>> begin Record excerpts
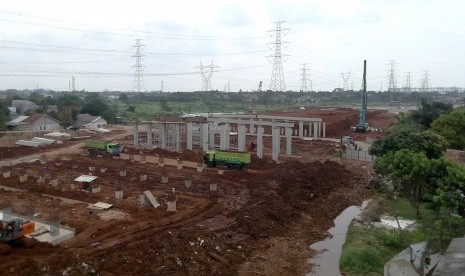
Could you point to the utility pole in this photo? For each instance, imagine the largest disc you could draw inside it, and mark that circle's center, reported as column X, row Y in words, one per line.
column 408, row 86
column 425, row 85
column 345, row 79
column 206, row 72
column 304, row 85
column 392, row 76
column 138, row 84
column 278, row 83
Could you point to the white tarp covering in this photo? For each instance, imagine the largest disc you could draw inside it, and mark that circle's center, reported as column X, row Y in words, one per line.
column 100, row 206
column 85, row 178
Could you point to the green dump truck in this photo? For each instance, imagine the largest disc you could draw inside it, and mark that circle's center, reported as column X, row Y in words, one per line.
column 230, row 159
column 95, row 147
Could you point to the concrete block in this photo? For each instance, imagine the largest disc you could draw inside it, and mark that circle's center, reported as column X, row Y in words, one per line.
column 152, row 199
column 179, row 165
column 23, row 178
column 54, row 182
column 119, row 194
column 171, row 206
column 213, row 187
column 6, row 174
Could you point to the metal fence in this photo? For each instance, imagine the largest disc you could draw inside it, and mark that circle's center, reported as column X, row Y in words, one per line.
column 361, row 155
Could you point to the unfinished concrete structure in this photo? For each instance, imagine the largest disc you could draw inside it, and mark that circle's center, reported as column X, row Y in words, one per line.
column 228, row 132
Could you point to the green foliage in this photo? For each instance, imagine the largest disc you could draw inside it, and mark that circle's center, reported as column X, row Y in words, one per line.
column 430, row 143
column 94, row 104
column 452, row 128
column 164, row 105
column 428, row 112
column 3, row 115
column 109, row 115
column 69, row 100
column 366, row 250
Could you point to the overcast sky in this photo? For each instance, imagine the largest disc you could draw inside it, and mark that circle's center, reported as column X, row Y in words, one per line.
column 44, row 43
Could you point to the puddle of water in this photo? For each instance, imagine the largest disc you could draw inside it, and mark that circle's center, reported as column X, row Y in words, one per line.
column 326, row 262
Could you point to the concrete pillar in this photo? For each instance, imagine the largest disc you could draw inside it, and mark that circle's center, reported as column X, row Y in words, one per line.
column 224, row 135
column 212, row 130
column 275, row 143
column 189, row 135
column 252, row 127
column 204, row 136
column 135, row 140
column 228, row 135
column 260, row 131
column 177, row 137
column 119, row 194
column 163, row 135
column 150, row 136
column 241, row 137
column 315, row 129
column 288, row 141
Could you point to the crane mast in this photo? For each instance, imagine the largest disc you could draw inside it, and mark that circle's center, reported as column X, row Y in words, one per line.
column 362, row 125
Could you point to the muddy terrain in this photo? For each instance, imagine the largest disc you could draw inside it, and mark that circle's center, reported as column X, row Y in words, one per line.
column 259, row 221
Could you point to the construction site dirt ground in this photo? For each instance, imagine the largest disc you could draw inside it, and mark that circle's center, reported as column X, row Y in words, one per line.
column 259, row 221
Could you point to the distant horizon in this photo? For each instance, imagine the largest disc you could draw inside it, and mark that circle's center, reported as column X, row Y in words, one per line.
column 406, row 43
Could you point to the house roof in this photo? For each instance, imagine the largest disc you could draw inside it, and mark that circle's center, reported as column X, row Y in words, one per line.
column 18, row 121
column 87, row 119
column 23, row 120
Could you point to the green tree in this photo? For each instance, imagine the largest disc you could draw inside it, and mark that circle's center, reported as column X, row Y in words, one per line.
column 428, row 112
column 109, row 115
column 94, row 104
column 428, row 142
column 69, row 100
column 410, row 170
column 452, row 128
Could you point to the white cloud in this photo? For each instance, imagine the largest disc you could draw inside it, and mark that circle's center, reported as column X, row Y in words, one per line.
column 331, row 36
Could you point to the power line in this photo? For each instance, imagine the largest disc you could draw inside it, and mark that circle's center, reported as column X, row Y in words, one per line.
column 392, row 76
column 206, row 73
column 304, row 85
column 278, row 83
column 138, row 84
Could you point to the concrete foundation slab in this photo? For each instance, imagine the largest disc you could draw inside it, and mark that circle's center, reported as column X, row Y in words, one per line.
column 152, row 199
column 43, row 234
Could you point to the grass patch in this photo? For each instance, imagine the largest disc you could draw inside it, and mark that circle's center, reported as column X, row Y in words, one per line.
column 366, row 250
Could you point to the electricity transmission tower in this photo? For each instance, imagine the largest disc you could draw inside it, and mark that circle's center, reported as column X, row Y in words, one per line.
column 392, row 76
column 138, row 84
column 206, row 71
column 304, row 85
column 345, row 79
column 278, row 83
column 408, row 86
column 425, row 86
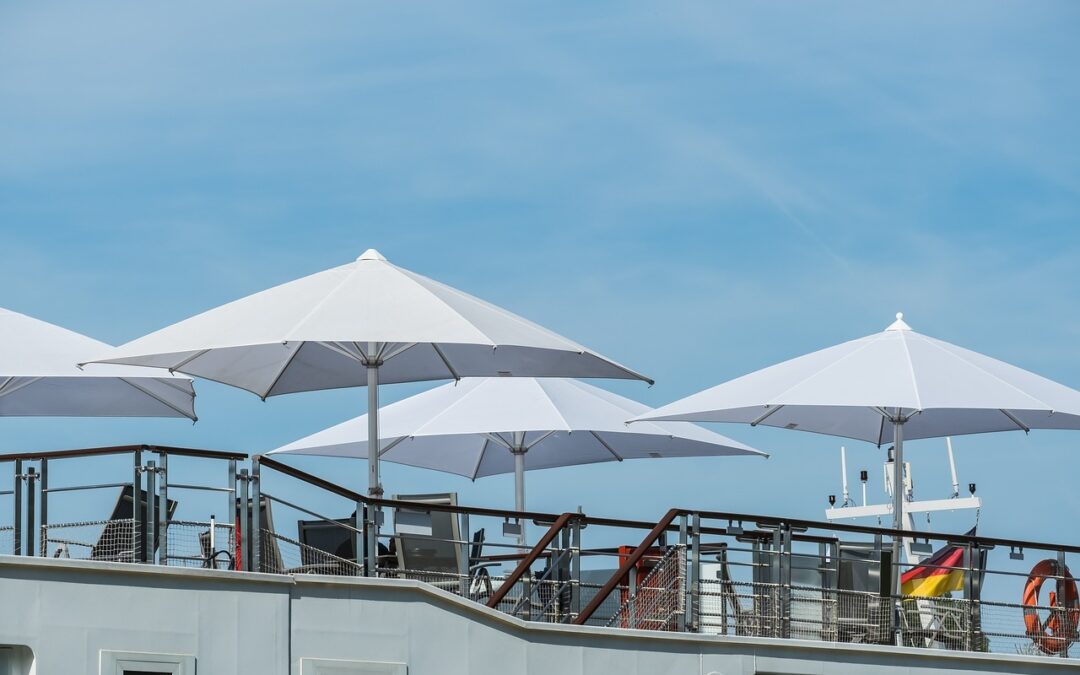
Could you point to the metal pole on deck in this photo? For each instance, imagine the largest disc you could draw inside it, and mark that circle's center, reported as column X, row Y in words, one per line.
column 151, row 510
column 163, row 509
column 30, row 481
column 16, row 534
column 232, row 514
column 43, row 490
column 256, row 537
column 137, row 539
column 374, row 486
column 245, row 549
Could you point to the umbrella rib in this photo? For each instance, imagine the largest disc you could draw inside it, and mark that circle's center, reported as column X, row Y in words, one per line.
column 392, row 445
column 319, row 305
column 539, row 441
column 868, row 341
column 606, row 446
column 185, row 362
column 910, row 369
column 446, row 362
column 571, row 346
column 146, row 391
column 397, row 351
column 284, row 367
column 174, row 382
column 1014, row 420
column 4, row 390
column 764, row 417
column 480, row 459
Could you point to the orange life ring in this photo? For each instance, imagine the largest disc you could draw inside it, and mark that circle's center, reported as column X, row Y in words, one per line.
column 1060, row 630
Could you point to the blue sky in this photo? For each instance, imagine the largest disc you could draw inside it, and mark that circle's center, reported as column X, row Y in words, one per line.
column 697, row 190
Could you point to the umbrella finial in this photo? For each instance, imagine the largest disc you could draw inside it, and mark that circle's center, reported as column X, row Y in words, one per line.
column 370, row 254
column 899, row 324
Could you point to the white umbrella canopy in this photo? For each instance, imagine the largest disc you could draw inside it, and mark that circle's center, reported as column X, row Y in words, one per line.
column 482, row 427
column 314, row 333
column 39, row 377
column 856, row 390
column 886, row 388
column 361, row 324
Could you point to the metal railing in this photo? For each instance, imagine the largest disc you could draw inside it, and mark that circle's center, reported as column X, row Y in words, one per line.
column 696, row 571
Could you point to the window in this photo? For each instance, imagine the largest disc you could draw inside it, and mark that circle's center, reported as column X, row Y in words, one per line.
column 143, row 663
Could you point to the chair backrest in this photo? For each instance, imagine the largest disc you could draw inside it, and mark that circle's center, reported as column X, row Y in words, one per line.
column 329, row 537
column 270, row 559
column 117, row 540
column 427, row 540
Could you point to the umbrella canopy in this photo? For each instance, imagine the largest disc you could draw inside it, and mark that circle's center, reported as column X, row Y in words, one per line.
column 856, row 389
column 885, row 388
column 360, row 324
column 482, row 427
column 39, row 377
column 318, row 333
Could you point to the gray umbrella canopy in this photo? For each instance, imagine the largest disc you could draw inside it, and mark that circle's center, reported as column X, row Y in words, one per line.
column 886, row 388
column 39, row 377
column 482, row 427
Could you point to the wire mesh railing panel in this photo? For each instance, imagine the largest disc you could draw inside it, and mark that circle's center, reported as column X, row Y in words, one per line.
column 190, row 544
column 115, row 541
column 740, row 608
column 282, row 555
column 659, row 597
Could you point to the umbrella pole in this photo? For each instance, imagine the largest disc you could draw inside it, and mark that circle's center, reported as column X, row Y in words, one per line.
column 520, row 488
column 374, row 489
column 898, row 511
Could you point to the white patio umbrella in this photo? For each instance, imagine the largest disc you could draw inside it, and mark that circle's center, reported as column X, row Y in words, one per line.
column 482, row 427
column 361, row 324
column 39, row 377
column 886, row 388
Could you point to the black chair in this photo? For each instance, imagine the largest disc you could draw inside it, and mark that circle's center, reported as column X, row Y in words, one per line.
column 117, row 542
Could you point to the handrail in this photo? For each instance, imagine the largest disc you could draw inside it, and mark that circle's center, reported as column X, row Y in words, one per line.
column 343, row 491
column 630, row 524
column 526, row 563
column 625, row 567
column 121, row 449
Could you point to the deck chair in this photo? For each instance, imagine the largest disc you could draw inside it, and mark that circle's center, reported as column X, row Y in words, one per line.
column 270, row 559
column 324, row 542
column 117, row 543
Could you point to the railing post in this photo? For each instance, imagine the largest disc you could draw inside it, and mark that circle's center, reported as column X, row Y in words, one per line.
column 680, row 617
column 163, row 508
column 1061, row 572
column 232, row 513
column 16, row 534
column 463, row 562
column 138, row 540
column 358, row 539
column 785, row 579
column 245, row 549
column 693, row 582
column 31, row 478
column 43, row 490
column 256, row 537
column 151, row 510
column 576, row 567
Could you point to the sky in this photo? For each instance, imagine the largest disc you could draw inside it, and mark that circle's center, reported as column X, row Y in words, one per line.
column 694, row 189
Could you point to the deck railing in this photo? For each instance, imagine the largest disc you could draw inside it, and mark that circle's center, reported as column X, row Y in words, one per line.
column 696, row 571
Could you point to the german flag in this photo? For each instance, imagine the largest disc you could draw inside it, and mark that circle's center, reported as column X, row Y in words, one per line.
column 937, row 575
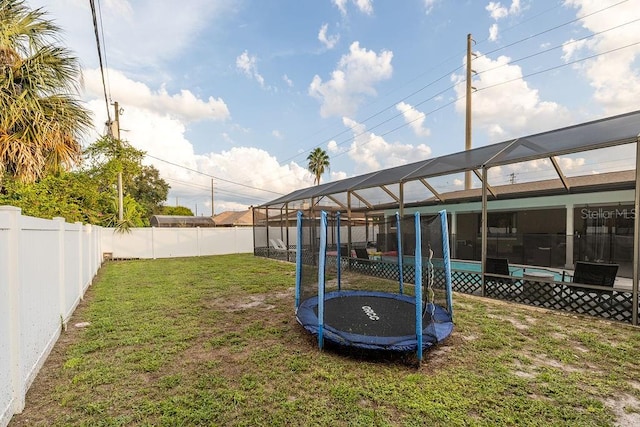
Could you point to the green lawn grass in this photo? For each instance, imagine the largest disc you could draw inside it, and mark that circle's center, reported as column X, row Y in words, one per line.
column 214, row 341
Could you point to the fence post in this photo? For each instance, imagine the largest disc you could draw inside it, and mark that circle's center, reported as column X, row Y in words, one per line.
column 61, row 268
column 88, row 253
column 15, row 328
column 80, row 261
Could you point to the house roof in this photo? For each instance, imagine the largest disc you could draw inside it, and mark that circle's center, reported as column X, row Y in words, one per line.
column 181, row 221
column 233, row 218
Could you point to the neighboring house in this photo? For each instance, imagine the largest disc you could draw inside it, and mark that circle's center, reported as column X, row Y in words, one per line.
column 181, row 221
column 234, row 219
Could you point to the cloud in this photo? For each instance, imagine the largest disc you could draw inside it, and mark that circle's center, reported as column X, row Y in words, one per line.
column 129, row 93
column 161, row 133
column 128, row 25
column 330, row 41
column 493, row 32
column 248, row 64
column 497, row 12
column 371, row 152
column 507, row 109
column 614, row 75
column 414, row 118
column 352, row 81
column 287, row 80
column 429, row 5
column 341, row 5
column 364, row 6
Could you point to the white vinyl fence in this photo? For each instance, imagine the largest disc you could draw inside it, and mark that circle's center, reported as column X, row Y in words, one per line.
column 177, row 242
column 47, row 265
column 45, row 269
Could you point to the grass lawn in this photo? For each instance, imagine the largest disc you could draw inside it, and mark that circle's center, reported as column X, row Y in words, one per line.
column 214, row 341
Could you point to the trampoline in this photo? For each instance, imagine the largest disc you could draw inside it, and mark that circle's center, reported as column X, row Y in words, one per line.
column 375, row 319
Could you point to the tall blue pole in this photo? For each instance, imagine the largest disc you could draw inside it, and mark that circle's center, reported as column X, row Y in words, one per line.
column 339, row 260
column 418, row 283
column 298, row 259
column 399, row 251
column 446, row 260
column 322, row 258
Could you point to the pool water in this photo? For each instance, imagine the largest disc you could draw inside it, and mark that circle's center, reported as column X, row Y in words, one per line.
column 475, row 267
column 516, row 271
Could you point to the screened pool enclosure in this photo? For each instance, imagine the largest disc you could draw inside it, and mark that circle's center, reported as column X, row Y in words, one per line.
column 538, row 211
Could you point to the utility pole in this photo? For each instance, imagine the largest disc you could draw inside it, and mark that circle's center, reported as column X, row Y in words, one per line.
column 467, row 133
column 212, row 212
column 115, row 132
>> end Record excerpts
> Your goal: Convert the listing above, from the line with "Could you point to the pool" to the line with "column 538, row 211", both included, into a Markdown table with the columns Row and Listing Line. Number each row and leave out any blank lines.

> Completed exercise:
| Row | Listing Line |
|---|---|
| 1 | Could you point to the pool water in this photo? For each instance, imagine the largest disc you could draw inside it, and mark that circle's center, reported as column X, row Y in words, one per line. |
| 2 | column 475, row 267 |
| 3 | column 516, row 271 |
| 4 | Could you point to the screened pool enclosure in this photo? For each instance, imagine the largest disc you could draw inside it, and mark that circle's center, reported as column X, row Y in words, one per line. |
| 5 | column 538, row 211 |